Task brief: Format the entire listing below as a JSON list of strings, with one string per line and blank lines left out.

+--

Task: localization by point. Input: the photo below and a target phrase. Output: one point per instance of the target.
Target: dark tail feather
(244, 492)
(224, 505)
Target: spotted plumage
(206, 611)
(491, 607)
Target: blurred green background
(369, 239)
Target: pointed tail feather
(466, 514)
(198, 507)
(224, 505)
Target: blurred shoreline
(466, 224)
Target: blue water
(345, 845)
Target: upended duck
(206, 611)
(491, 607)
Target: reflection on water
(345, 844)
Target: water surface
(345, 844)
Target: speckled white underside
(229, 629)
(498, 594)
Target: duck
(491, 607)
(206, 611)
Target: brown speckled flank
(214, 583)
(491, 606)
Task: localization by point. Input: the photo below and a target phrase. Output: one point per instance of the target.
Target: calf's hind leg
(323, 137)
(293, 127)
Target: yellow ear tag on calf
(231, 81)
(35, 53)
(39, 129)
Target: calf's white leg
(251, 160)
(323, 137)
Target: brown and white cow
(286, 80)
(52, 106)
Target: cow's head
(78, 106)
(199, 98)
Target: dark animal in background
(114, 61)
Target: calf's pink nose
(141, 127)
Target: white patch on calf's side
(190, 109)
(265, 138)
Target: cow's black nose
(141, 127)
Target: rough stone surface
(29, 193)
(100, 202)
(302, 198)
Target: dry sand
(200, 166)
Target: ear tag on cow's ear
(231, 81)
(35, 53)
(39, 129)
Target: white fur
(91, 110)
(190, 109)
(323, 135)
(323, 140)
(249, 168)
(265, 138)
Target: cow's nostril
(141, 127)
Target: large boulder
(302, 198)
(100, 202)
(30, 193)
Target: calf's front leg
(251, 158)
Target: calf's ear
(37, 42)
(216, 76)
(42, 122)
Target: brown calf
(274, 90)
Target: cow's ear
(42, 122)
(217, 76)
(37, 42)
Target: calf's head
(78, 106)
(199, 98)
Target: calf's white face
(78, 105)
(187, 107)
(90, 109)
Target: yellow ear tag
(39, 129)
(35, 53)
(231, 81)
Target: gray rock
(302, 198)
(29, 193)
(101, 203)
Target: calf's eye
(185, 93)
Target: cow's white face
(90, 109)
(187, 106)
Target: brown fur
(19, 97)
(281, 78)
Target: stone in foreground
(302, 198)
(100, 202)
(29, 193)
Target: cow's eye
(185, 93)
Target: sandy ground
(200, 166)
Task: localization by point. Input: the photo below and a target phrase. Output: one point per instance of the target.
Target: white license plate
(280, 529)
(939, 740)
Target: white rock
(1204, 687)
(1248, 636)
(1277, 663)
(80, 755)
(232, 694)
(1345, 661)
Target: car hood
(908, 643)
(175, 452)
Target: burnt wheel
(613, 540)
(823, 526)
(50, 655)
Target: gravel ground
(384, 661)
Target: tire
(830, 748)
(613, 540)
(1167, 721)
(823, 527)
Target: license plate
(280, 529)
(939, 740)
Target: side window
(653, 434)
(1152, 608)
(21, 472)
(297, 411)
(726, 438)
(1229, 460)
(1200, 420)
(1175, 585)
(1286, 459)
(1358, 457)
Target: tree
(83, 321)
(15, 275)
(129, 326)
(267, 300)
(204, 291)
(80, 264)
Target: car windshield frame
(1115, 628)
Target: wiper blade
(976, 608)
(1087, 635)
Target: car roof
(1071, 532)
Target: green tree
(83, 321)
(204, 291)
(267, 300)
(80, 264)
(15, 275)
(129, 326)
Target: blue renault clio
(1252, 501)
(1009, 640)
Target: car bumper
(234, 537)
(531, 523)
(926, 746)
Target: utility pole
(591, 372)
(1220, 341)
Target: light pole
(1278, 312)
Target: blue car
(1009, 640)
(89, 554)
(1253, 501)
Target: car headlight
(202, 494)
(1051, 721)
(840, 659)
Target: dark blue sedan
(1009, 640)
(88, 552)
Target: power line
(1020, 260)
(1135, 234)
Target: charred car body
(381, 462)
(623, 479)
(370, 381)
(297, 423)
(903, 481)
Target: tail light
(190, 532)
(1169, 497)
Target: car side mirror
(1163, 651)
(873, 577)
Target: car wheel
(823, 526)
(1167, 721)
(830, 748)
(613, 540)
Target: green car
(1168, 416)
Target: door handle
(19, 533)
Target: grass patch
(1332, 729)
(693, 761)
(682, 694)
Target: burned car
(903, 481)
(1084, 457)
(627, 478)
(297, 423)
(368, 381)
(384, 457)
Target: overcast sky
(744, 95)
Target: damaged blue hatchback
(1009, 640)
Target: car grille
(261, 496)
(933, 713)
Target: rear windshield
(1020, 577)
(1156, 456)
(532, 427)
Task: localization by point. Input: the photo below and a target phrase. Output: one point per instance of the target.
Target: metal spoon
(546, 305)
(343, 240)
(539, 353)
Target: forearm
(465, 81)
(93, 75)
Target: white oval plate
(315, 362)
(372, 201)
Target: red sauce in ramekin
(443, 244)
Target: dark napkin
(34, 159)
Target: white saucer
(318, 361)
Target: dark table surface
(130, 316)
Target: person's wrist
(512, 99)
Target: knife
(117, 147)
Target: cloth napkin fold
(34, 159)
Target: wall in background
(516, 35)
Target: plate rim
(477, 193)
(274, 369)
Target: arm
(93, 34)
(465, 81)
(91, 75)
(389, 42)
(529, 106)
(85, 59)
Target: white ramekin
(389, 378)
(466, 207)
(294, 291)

+--

Full output:
[
  "Task: localization by point. Input: the photo below and a target phrase. Output: one point per instance of the target.",
  "Target: dark tail feather",
  "(244, 492)",
  "(224, 505)",
  "Target: spotted plumage",
  "(206, 611)",
  "(491, 607)",
  "Target: blurred green background",
  "(369, 239)",
  "Target: pointed tail feather",
  "(466, 514)",
  "(198, 507)",
  "(224, 505)",
  "Target: blurred shoreline",
  "(466, 224)",
  "Target: blue water",
  "(345, 845)",
  "Target: upended duck",
  "(206, 611)",
  "(491, 607)",
  "Target: reflection on water",
  "(345, 844)",
  "Target: water surface",
  "(345, 844)",
  "Target: speckled white underside",
  "(229, 629)",
  "(498, 594)",
  "Target: duck",
  "(491, 607)",
  "(206, 611)",
  "Target: brown speckled flank",
  "(214, 583)",
  "(491, 606)",
  "Task: localization by point. Input: the photo below and a target phrase. Output: one point per instance of the target.",
  "Target: calf's hind leg",
  "(323, 137)",
  "(293, 127)",
  "Target: yellow ear tag on calf",
  "(231, 81)",
  "(35, 53)",
  "(39, 129)",
  "Target: calf's white leg",
  "(251, 160)",
  "(323, 137)",
  "Target: brown and white cow",
  "(286, 80)",
  "(52, 106)",
  "Target: cow's head",
  "(78, 106)",
  "(199, 98)",
  "Target: dark animal in background",
  "(114, 61)",
  "Target: calf's pink nose",
  "(141, 127)",
  "Target: white patch on calf's side",
  "(190, 109)",
  "(265, 138)",
  "Target: cow's black nose",
  "(141, 127)",
  "Target: rough stone surface",
  "(29, 193)",
  "(100, 202)",
  "(302, 198)",
  "Target: dry sand",
  "(200, 166)",
  "Target: ear tag on cow's ear",
  "(231, 81)",
  "(35, 53)",
  "(39, 129)",
  "Target: white fur",
  "(91, 110)",
  "(190, 109)",
  "(323, 135)",
  "(323, 140)",
  "(249, 168)",
  "(265, 138)",
  "Target: cow's nostril",
  "(141, 127)",
  "Target: large boulder",
  "(302, 198)",
  "(100, 202)",
  "(30, 193)",
  "Target: calf's front leg",
  "(251, 158)",
  "Target: calf's ear",
  "(37, 42)",
  "(216, 76)",
  "(42, 122)",
  "Target: brown calf",
  "(274, 90)",
  "Target: cow's ear",
  "(42, 122)",
  "(217, 76)",
  "(37, 42)",
  "Target: calf's head",
  "(78, 106)",
  "(199, 98)",
  "Target: calf's white face",
  "(78, 105)",
  "(187, 107)",
  "(90, 109)",
  "Target: yellow ear tag",
  "(39, 129)",
  "(35, 53)",
  "(231, 81)",
  "Target: gray rock",
  "(302, 198)",
  "(29, 193)",
  "(101, 203)",
  "Target: calf's eye",
  "(185, 93)",
  "Target: cow's white face",
  "(90, 109)",
  "(187, 106)",
  "Target: brown fur",
  "(19, 97)",
  "(281, 78)",
  "Target: stone in foreground",
  "(302, 198)",
  "(100, 202)",
  "(29, 193)",
  "Target: cow's eye",
  "(185, 93)",
  "Target: sandy ground",
  "(200, 166)",
  "Task: localization by point. Input: the photo below and a target phrase. Output: one point per instance of the target.",
  "Target: white license plate",
  "(280, 529)",
  "(939, 740)",
  "Target: white rock",
  "(1204, 687)",
  "(1248, 636)",
  "(1277, 663)",
  "(80, 755)",
  "(232, 694)",
  "(1345, 661)",
  "Target: car hood",
  "(908, 643)",
  "(175, 452)",
  "Target: burnt wheel",
  "(613, 540)",
  "(823, 526)",
  "(50, 655)",
  "Target: gravel ground",
  "(384, 661)",
  "Target: tire",
  "(830, 748)",
  "(613, 540)",
  "(1167, 721)",
  "(823, 527)",
  "Target: license plate",
  "(280, 529)",
  "(939, 740)",
  "Target: side window",
  "(653, 434)",
  "(1152, 608)",
  "(21, 472)",
  "(297, 411)",
  "(726, 438)",
  "(1229, 460)",
  "(1200, 420)",
  "(1175, 585)",
  "(1286, 459)",
  "(1358, 457)",
  "Target: tree",
  "(83, 321)",
  "(15, 275)",
  "(129, 326)",
  "(267, 300)",
  "(204, 291)",
  "(80, 264)",
  "Target: car windshield frame",
  "(1115, 628)",
  "Target: wiper blade",
  "(976, 608)",
  "(1087, 635)",
  "Target: car roof",
  "(1071, 532)",
  "Target: green tree",
  "(83, 321)",
  "(204, 291)",
  "(267, 300)",
  "(80, 264)",
  "(15, 275)",
  "(129, 326)",
  "Target: blue renault clio",
  "(1252, 501)",
  "(1009, 640)",
  "Target: car bumper",
  "(234, 537)",
  "(531, 523)",
  "(926, 746)",
  "Target: utility pole",
  "(591, 372)",
  "(1220, 341)",
  "Target: light pole",
  "(1278, 312)",
  "Target: blue car",
  "(1009, 640)",
  "(89, 554)",
  "(1253, 501)",
  "Target: car headlight",
  "(202, 494)",
  "(1051, 721)",
  "(840, 659)",
  "Target: dark blue sedan",
  "(1009, 640)",
  "(88, 552)",
  "Target: power line",
  "(1020, 260)",
  "(1135, 234)",
  "Target: charred car body",
  "(381, 462)",
  "(623, 479)",
  "(370, 381)",
  "(297, 423)",
  "(903, 481)",
  "Target: tail light",
  "(190, 532)",
  "(1169, 497)",
  "Target: car side mirror",
  "(1163, 651)",
  "(873, 577)",
  "Target: car wheel",
  "(823, 526)",
  "(1167, 721)",
  "(830, 748)",
  "(613, 540)",
  "Target: green car",
  "(1168, 416)",
  "Target: door handle",
  "(19, 533)",
  "Target: grass patch",
  "(1332, 729)",
  "(693, 761)",
  "(682, 694)",
  "Target: burned car",
  "(903, 481)",
  "(1084, 457)",
  "(627, 478)",
  "(297, 423)",
  "(368, 381)",
  "(384, 457)",
  "Target: overcast sky",
  "(744, 95)",
  "Target: damaged blue hatchback",
  "(1009, 640)",
  "Target: car grille",
  "(261, 496)",
  "(933, 713)",
  "Target: rear windshield",
  "(1020, 577)",
  "(1156, 456)",
  "(532, 427)",
  "Task: localization by point. Input: the photo below and a target phrase. Output: one point per instance of the target.",
  "Target: metal spoon",
  "(546, 305)",
  "(343, 240)",
  "(539, 353)",
  "Target: forearm",
  "(465, 81)",
  "(93, 75)",
  "Target: white oval plate",
  "(315, 362)",
  "(372, 201)",
  "Target: red sauce in ramekin",
  "(443, 244)",
  "Target: dark napkin",
  "(34, 159)",
  "Target: white saucer",
  "(318, 361)",
  "Target: dark table surface",
  "(130, 316)",
  "Target: person's wrist",
  "(512, 99)",
  "Target: knife",
  "(117, 147)",
  "Target: cloth napkin fold",
  "(34, 159)",
  "Target: wall in background",
  "(516, 35)",
  "Target: plate rim",
  "(477, 193)",
  "(274, 369)",
  "Target: arm",
  "(93, 34)",
  "(465, 81)",
  "(91, 75)",
  "(389, 42)",
  "(529, 106)",
  "(85, 59)",
  "Target: white ramekin",
  "(389, 378)",
  "(466, 207)",
  "(294, 291)"
]